Copy the listing from the line with "every white cloth" to the line with "[457, 18, 600, 49]", swapping "wooden roof beam" for "timber roof beam" and keeping everything else the same.

** START Extracted records **

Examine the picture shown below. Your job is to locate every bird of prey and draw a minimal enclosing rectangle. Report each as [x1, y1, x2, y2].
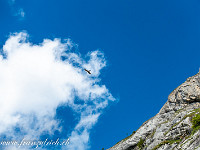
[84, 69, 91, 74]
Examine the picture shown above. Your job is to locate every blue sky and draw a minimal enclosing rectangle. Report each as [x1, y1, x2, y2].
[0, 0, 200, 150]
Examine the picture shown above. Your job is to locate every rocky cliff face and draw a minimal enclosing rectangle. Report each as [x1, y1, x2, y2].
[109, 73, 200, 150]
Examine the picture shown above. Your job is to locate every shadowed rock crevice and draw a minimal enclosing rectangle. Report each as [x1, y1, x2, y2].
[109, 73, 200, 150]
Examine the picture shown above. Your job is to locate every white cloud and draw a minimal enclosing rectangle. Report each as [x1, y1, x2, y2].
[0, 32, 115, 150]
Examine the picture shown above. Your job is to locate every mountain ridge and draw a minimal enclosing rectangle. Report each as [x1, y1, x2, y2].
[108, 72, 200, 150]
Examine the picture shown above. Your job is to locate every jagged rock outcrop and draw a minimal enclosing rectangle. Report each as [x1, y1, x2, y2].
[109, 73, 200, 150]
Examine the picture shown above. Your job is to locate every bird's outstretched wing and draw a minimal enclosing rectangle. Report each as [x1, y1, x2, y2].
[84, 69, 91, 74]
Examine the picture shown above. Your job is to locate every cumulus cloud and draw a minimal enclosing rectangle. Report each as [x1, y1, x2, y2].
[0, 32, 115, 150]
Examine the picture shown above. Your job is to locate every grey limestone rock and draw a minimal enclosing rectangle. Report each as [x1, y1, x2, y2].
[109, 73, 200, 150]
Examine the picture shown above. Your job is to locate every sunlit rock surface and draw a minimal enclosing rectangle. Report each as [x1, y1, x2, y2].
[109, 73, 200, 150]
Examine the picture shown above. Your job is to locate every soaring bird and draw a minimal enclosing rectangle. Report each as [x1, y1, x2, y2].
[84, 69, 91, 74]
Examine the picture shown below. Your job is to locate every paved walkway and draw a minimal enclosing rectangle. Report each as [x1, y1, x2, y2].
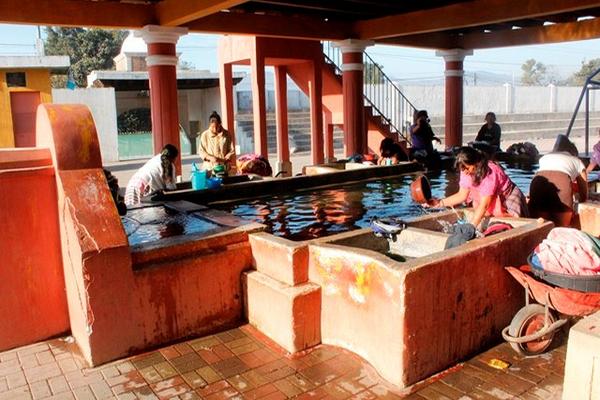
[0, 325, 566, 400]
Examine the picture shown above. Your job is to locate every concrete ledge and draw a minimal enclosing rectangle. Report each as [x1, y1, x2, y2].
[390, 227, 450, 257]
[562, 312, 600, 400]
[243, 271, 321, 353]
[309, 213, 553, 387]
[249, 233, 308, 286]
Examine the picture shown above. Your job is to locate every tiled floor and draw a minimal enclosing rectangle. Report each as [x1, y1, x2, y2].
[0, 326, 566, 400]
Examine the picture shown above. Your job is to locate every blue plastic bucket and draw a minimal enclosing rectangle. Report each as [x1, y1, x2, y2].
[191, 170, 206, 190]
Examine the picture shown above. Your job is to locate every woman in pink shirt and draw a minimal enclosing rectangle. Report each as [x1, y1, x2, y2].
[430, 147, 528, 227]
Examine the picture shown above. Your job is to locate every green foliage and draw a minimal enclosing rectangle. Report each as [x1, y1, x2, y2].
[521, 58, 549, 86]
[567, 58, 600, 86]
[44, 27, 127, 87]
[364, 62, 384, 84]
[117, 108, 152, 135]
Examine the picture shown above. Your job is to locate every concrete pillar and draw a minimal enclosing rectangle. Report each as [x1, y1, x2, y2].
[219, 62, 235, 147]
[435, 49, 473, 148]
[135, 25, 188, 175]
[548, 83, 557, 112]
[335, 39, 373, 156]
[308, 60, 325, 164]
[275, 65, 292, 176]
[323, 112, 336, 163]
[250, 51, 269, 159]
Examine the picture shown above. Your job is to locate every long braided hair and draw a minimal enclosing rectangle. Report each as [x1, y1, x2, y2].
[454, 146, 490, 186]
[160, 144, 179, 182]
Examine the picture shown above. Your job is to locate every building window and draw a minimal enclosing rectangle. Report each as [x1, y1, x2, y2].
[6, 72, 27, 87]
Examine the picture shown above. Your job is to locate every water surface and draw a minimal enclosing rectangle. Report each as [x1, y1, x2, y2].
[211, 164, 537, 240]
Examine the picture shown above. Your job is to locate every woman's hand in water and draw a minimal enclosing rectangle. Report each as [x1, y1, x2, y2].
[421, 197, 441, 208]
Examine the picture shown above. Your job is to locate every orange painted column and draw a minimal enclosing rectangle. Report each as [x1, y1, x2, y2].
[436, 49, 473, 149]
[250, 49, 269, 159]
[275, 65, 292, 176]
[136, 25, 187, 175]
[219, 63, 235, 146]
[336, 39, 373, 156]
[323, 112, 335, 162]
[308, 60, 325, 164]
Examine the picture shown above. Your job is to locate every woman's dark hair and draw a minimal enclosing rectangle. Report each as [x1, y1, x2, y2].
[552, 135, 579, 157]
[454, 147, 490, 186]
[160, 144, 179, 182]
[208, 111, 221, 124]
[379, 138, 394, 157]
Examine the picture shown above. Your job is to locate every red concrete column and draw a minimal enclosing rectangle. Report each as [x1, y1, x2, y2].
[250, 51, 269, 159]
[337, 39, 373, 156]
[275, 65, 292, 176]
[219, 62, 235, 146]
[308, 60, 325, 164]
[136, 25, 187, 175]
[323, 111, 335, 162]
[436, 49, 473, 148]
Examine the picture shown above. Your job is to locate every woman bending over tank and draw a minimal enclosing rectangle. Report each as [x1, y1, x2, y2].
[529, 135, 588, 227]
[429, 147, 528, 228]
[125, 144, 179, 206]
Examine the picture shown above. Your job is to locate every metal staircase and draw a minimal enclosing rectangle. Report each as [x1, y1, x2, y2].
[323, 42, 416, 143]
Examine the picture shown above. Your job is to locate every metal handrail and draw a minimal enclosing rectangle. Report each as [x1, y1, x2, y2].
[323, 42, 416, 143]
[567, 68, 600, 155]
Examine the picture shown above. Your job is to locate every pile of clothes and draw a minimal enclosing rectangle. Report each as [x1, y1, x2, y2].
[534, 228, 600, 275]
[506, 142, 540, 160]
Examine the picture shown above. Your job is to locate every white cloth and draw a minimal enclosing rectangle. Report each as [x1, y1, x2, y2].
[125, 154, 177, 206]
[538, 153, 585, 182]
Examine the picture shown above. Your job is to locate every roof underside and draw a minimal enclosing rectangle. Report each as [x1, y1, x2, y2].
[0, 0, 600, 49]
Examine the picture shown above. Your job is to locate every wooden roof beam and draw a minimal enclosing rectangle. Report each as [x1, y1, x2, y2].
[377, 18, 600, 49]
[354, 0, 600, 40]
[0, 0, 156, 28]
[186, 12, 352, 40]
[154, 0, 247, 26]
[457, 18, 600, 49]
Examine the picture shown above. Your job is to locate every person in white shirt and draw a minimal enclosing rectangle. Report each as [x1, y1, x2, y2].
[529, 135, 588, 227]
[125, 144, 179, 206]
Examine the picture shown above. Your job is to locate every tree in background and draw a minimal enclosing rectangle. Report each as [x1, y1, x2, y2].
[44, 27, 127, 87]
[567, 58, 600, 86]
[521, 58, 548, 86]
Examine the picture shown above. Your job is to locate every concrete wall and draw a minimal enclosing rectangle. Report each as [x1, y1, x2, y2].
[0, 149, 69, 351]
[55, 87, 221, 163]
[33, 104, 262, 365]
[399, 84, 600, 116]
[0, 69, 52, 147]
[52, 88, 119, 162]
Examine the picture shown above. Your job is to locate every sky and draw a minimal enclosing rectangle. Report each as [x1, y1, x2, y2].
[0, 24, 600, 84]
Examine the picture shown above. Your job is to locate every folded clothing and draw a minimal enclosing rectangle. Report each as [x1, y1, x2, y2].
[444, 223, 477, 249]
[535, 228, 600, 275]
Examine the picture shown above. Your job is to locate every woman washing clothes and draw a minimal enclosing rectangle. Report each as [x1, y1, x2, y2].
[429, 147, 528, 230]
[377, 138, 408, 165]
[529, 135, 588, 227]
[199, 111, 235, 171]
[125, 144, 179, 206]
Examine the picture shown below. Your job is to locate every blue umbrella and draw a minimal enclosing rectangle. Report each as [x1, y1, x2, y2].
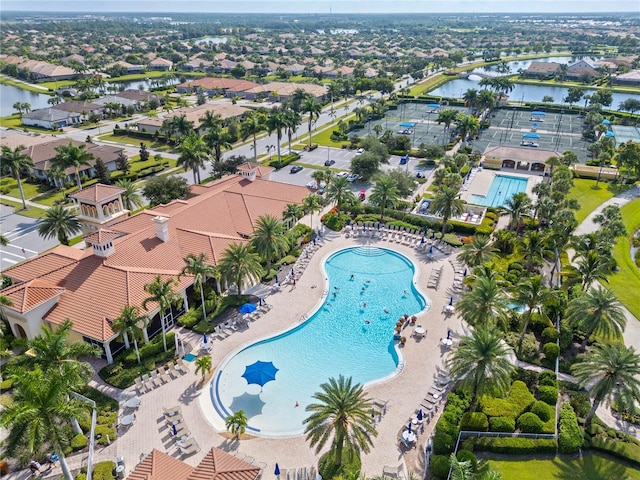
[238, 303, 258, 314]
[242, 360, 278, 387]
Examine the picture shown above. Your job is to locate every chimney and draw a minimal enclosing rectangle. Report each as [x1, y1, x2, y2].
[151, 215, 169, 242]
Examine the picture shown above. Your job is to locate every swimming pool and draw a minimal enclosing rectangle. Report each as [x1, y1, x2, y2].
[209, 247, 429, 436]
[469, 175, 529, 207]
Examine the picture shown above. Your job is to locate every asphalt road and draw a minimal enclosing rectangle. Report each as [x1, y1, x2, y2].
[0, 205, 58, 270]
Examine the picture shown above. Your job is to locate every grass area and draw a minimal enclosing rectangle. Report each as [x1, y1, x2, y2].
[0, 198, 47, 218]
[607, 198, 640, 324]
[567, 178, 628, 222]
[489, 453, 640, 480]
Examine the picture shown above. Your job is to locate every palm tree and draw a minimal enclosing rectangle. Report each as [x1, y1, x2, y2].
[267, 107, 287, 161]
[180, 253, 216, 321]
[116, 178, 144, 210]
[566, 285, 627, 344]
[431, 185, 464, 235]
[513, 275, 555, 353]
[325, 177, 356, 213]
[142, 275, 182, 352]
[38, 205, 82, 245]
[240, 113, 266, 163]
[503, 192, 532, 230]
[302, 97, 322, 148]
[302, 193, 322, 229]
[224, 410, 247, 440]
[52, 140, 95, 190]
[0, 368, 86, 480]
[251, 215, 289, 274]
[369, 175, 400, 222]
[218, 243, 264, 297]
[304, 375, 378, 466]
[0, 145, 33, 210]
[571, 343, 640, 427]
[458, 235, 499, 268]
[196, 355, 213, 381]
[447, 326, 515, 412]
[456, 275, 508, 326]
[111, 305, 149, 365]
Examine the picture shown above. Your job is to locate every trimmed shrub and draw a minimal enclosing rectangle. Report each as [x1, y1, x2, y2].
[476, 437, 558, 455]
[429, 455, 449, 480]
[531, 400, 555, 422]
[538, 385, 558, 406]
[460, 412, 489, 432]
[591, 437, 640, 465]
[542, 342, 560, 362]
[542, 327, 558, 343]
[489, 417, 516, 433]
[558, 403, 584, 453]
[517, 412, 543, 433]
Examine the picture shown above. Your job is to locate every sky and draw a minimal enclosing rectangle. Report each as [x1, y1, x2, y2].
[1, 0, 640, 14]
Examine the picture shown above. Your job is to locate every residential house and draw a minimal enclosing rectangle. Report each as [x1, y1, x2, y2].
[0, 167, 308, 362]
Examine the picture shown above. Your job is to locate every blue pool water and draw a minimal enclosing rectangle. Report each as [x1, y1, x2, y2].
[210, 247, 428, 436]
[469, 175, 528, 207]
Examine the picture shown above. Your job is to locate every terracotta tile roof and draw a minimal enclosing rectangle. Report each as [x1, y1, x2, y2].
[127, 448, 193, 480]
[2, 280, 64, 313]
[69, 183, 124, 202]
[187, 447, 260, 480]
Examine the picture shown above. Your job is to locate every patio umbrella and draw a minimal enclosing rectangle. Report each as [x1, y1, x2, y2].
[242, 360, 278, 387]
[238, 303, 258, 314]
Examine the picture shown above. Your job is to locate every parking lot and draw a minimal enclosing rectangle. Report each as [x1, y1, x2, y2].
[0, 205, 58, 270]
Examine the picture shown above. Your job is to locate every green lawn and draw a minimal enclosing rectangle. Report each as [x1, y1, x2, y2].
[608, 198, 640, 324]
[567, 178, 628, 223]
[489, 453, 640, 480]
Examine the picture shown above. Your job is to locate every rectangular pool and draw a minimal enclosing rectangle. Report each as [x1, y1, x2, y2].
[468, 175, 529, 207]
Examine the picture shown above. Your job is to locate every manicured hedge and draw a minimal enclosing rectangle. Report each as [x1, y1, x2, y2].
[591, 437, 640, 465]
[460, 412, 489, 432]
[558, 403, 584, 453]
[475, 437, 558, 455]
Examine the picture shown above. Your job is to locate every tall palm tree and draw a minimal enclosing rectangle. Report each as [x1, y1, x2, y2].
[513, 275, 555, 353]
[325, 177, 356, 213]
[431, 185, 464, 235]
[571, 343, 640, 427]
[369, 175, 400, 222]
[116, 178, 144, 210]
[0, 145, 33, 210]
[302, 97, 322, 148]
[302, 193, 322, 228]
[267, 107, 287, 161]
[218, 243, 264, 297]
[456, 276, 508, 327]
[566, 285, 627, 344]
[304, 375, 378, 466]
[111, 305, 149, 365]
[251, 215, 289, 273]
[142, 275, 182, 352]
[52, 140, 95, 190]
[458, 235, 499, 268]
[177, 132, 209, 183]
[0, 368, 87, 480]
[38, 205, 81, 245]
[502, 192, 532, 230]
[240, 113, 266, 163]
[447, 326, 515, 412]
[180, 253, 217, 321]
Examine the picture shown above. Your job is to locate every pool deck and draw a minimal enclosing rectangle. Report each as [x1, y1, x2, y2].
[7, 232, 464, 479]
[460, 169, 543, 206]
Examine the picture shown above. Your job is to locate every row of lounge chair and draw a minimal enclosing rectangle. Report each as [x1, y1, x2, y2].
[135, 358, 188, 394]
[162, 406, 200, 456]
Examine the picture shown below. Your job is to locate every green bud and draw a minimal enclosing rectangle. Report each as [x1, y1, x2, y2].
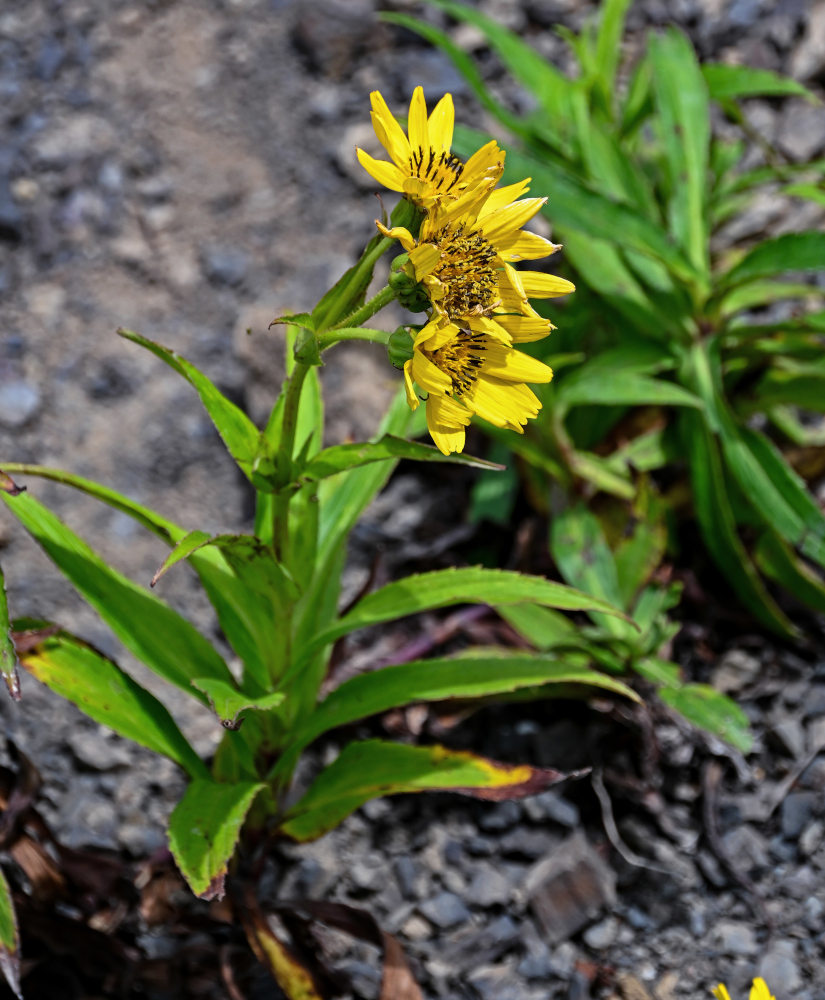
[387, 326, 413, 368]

** END Extracted records **

* [Reply]
Examine the picture shown above. Your job is to locate every white cloth and draw a minimal enclosing rectangle. Report each as [x1, y1, x2, y2].
[125, 154, 177, 206]
[538, 153, 585, 182]
Examine the picture shown above. Your job is to locate every roof underside and draw a minimal enclosing rectangle. Report each as [x1, y1, x2, y2].
[0, 0, 600, 49]
Examine the picture shown above. Your job is to locate every timber roof beam and draw a minimal enclosing rectangle. Report each as [x1, y1, x2, y2].
[377, 18, 600, 49]
[354, 0, 600, 40]
[0, 0, 156, 28]
[186, 12, 352, 40]
[154, 0, 247, 26]
[457, 18, 600, 49]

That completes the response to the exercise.